**Given entries:**
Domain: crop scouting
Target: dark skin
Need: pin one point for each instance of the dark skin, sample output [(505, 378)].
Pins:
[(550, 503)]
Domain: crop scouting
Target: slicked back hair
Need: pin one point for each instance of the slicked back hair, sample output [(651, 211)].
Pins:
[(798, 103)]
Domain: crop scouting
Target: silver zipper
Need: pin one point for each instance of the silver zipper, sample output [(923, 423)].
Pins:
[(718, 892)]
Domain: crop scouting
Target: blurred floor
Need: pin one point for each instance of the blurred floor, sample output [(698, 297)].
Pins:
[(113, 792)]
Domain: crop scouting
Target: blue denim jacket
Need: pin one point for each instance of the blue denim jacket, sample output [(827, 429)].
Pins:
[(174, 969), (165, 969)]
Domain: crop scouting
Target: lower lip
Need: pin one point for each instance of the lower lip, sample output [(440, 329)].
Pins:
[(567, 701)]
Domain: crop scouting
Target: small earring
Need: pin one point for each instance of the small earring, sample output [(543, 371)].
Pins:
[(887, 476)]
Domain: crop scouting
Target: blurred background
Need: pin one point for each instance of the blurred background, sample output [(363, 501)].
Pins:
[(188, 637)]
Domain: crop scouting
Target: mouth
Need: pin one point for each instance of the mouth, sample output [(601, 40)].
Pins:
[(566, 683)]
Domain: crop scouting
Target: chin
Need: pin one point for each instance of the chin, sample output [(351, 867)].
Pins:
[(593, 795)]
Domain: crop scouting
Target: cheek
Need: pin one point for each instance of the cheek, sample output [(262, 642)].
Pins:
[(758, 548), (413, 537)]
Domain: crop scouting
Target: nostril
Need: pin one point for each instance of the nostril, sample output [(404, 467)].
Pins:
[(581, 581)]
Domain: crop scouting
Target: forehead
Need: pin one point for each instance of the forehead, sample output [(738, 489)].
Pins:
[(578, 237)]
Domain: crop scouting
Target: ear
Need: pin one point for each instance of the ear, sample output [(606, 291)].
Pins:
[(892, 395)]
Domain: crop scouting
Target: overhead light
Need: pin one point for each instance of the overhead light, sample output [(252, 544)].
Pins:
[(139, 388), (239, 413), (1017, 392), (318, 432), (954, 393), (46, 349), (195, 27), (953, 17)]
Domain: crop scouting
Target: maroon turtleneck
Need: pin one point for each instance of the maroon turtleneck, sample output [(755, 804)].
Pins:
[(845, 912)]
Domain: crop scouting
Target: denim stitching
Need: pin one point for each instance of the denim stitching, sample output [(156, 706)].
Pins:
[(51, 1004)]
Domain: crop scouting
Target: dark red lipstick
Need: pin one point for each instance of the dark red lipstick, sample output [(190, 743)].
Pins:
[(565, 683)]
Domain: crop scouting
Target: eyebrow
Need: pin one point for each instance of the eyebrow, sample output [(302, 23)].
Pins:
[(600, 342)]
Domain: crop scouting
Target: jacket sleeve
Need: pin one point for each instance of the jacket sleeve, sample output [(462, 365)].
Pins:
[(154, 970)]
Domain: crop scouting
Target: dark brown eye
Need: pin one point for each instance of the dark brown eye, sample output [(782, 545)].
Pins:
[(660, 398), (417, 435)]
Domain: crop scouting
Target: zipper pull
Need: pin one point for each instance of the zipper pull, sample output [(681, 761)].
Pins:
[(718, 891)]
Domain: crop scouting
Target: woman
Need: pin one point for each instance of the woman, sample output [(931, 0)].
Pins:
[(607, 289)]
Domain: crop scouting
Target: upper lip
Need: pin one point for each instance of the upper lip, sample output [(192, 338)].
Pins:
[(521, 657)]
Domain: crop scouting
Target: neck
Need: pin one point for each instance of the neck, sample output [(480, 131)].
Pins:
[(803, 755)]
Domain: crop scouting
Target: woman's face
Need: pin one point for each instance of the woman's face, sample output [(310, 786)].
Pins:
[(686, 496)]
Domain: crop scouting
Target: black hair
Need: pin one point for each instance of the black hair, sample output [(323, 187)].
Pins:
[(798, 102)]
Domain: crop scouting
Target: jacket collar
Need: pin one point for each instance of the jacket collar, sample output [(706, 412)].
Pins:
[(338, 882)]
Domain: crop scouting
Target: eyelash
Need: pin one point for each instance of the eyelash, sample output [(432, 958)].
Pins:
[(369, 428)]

**The problem:** Output the records verbatim, from the first line to the last.

**Response for this exercise:**
Domain: crop scouting
Target: dark skin
Need: pin one point for each instance of the dark skin, sample output [(505, 378)].
Pins:
[(550, 503)]
Domain: crop scouting
Target: slicked back hair
Need: pin one point for each instance of the slicked back hair, sample output [(651, 211)].
Pins:
[(798, 103)]
Domain: crop scouting
Target: silver zipper
Need: pin one point for each instance of the silver zipper, sample output [(923, 423)].
Pins:
[(718, 892)]
Domain: crop scouting
Target: blurred floor
Need: pin one point for each instance of the blurred floor, sample output [(698, 297)].
Pins:
[(113, 792)]
Domain: crop scouting
Target: blue denim jacket
Need: pin one point for each instance of the blue denim jacket, sample output [(827, 429)].
Pins:
[(174, 969), (165, 969)]
Domain: crop scouting
Target: lower lip
Need: pin one point for each instance of the lower lip, sample output [(440, 329)].
Pins:
[(567, 701)]
Domain: crop scouting
Target: small earring
Need: pin one point for each instance of the small earring, sample output [(543, 371)].
Pins:
[(887, 476)]
Domain: crop scouting
Target: blurred background
Need: pin one point for each instance of the blurred background, sample output [(363, 501)].
Pins:
[(188, 637)]
Domain: crop scouting
Target: mouth
Need: pin one point for each instance of the mouth, sample output [(601, 40)].
Pins:
[(566, 683)]
Domain: crop scouting
Target: chin
Need: pin one point for each instance of the chin, sample output [(351, 867)].
Pins:
[(593, 795)]
Domain: crop scouting
Target: cheek
Need: pin one point for each instance of the cheek, sample output [(262, 642)].
Pins:
[(758, 548), (413, 537)]
Domain: crop scouting
Target: nostril
Need: pin one point for each instance of the nostril, sample output [(404, 467)].
Pins:
[(581, 581)]
Domain: crop scouting
Target: forehead
Need: pin one point for each instance of the forehead, sample output [(738, 489)].
Pins:
[(578, 237)]
Domain: crop scouting
Target: ear
Need: pin one point for each instance of the ear, sample output [(606, 291)].
Pins:
[(892, 395)]
Domain: crop scouting
Target: overhead light
Need: pin one point for each instance of the overhead light, sample output [(252, 544)].
Pins:
[(139, 388), (239, 413), (1017, 392), (318, 432), (954, 393), (46, 349), (195, 27), (953, 17)]
Domain: crop scouting
Target: maroon turtleneck
Need: pin one point for each instance of the maroon turtleneck, sample output [(755, 804)].
Pins:
[(845, 912)]
Domain: crop scouting
Target: denim stitching
Need: pin one point for each instance of the denim stitching, sample output [(156, 706)].
Pins:
[(51, 1004)]
Domain: crop scouting
Target: dark red lipstick
Need: pin one point for each instance of the dark red lipstick, sample output [(190, 743)].
Pins:
[(565, 683)]
Domain: crop scouting
Target: eyebrow
Need: pin one point for each instance of the eyebrow, sample output [(302, 23)].
Pins:
[(600, 342)]
Domain: crop scouting
Target: jacket sleeve
Need: pin one point for each instance of the jacket sleeve, sample output [(462, 365)].
Pins:
[(154, 970)]
Domain: crop scouting
Target: dark brown eye
Need: pin one point for each instance of the dark brown eye, sample output [(782, 545)].
Pins:
[(660, 398), (417, 435)]
Domain: crop scouting
Target: zipper pull
Need: pin one point for each instance of the zipper pull, sample output [(681, 761)].
Pins:
[(718, 891)]
Domain: crop scouting
Target: woman
Need: pin one point for each instance of the woman, sample output [(931, 0)].
Pins:
[(607, 289)]
Domain: crop scouting
Target: upper lip
Need: pin one point for each instance of the upper lip, sample output [(192, 338)].
Pins:
[(521, 657)]
Domain: crop scouting
Target: neck
Need: pin one point for each instance of the neck, sample output [(480, 131)].
Pins:
[(803, 755)]
Domain: crop scouting
Target: woman's face
Need: pin one point for each instance of the woman's face, sample output [(310, 786)].
Pins:
[(686, 496)]
Domain: crop scouting
Target: black hair
Need: pin one point for each instance of the black hair, sample output [(323, 187)].
Pins:
[(798, 102)]
Domain: crop scouting
Target: jacket collar
Need: pin one point for each instance of the jacket collar, sample output [(706, 412)].
Pins:
[(338, 882)]
Domain: crop scouting
Target: eyelash
Need: pin one point for each instance of the eyelash, sample output [(432, 958)].
Pins:
[(369, 428)]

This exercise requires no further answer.